======== Source material ========

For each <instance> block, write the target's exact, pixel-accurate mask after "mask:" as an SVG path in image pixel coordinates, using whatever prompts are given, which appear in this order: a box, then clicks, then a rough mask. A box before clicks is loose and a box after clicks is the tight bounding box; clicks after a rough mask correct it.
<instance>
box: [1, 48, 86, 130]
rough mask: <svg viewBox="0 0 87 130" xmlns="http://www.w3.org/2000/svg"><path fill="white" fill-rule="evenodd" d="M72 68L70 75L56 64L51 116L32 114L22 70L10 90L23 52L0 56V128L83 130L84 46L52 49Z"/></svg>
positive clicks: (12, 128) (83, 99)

========

#### Task goal
Check every line of the records, and copy the ones that hold the word "instance".

#### Answer below
For each <instance> block, write the target's exact, pixel-accurate mask after "mask:" as an SVG path in image pixel coordinates, using whatever prompts are given, which appear in this order: a box, then clicks, then a rough mask. A box before clicks is loose and a box after clicks is the tight bounding box; clicks after a rough mask correct it.
<instance>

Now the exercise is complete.